> **Passage**:
-- Begin --

Tips

Reproducibility

Reproducibility is one of the most important things when doing research activity. Here is a simple example in d3rlpy.

import d3rlpy
import gym

# set random seeds in random module, numpy module and PyTorch module.
d3rlpy.seed(313)

# set environment seed
env = gym.make('Hopper-v2')
d3rlpy.envs.seed_env(env, 313)

Learning from image observation

d3rlpy supports both vector observations and image observations. There are several things you need to care about if you want to train RL agents from image observations.

import d3rlpy

# observation MUST be uint8 array, and the channel-first images
observations = np.random.randint(256, size=(100000, 1, 84, 84), dtype=np.uint8)
actions = np.random.randomint(4, size=100000)
rewards = np.random.random(100000)
terminals = np.random.randint(2, size=100000)

dataset = d3rlpy.dataset.MDPDataset(
    observations=observations,
    actions=actions,
    rewards=rewards,
    terminals=terminals,
    # stack last 4 frames (stacked shape is [4, 84, 84])
    transition_picker=d3rlpy.dataset.FrameStackTransitionPicker(n_frames=4),
)

dqn = DQNConfig(
    observation_scaler=d3rlpy.preprocessing.PixelObservationScaler(),  # pixels are devided by 255
).create()

Improve performance beyond the original paper

d3rlpy provides many options that you can use to improve performance potentially beyond the original paper. All the options are powerful, but the best combinations and hyperparameters are always dependent on the tasks.

import d3rlpy

# use batch normalization
# this seems to improve performance with discrete action-spaces
encoder = d3rlpy.models.DefaultEncoderFactory(use_batch_norm=True)
# use distributional Q function leading to robust improvement
q_func = d3rlpy.models.QRQFunctionFactory()
dqn = d3rlpy.algos.DQNConfig(
    encoder_factory=encoder,
    q_func_factory=q_func,
).create()

# use dropout
# this could dramatically improve performance
encoder = d3rlpy.models.DefaultEncoderFactory(dropout_rate=0.2)
sac = d3rlpy.algos.SACConfig(actor_encoder_factory=encoder).create()

# multi-step transition sampling
transition_picker = d3rlpy.dataset.MultiStepTransitionPicker(
    n_steps=3,
    gamma=0.99,
)
# replay buffer for experience replay
buffer = d3rlpy.dataset.create_fifo_replay_buffer(
    limit=100000,
    env=env,
    transition_picker=transition_picker,
)

-- End --

> **Data records**:
-- Begin --

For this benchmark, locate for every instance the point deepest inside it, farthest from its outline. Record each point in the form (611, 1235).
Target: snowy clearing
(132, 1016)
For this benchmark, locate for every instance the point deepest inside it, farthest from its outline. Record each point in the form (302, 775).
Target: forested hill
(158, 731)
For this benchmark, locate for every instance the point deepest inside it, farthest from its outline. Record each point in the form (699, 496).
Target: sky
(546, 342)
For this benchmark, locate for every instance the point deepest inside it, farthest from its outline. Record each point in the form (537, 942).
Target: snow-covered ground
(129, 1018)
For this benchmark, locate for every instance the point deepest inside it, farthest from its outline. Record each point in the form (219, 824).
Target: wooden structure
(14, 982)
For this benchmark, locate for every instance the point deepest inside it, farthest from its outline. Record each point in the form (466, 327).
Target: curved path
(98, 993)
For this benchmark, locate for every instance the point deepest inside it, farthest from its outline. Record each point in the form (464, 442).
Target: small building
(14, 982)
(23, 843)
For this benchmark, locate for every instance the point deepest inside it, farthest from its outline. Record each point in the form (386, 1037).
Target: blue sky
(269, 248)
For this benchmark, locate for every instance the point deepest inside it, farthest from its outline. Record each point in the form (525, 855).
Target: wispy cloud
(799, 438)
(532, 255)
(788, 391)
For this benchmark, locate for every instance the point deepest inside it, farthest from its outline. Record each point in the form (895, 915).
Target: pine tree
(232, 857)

-- End --

> **Exercise aim**:
Reproduce word for word the stretch of the d3rlpy tips text that begins at the words "terminals = np.random.randint(2, size=100000)" and stops after "[4, 84, 84])".

> **Solution for this problem**:
terminals = np.random.randint(2, size=100000)

dataset = d3rlpy.dataset.MDPDataset(
    observations=observations,
    actions=actions,
    rewards=rewards,
    terminals=terminals,
    # stack last 4 frames (stacked shape is [4, 84, 84])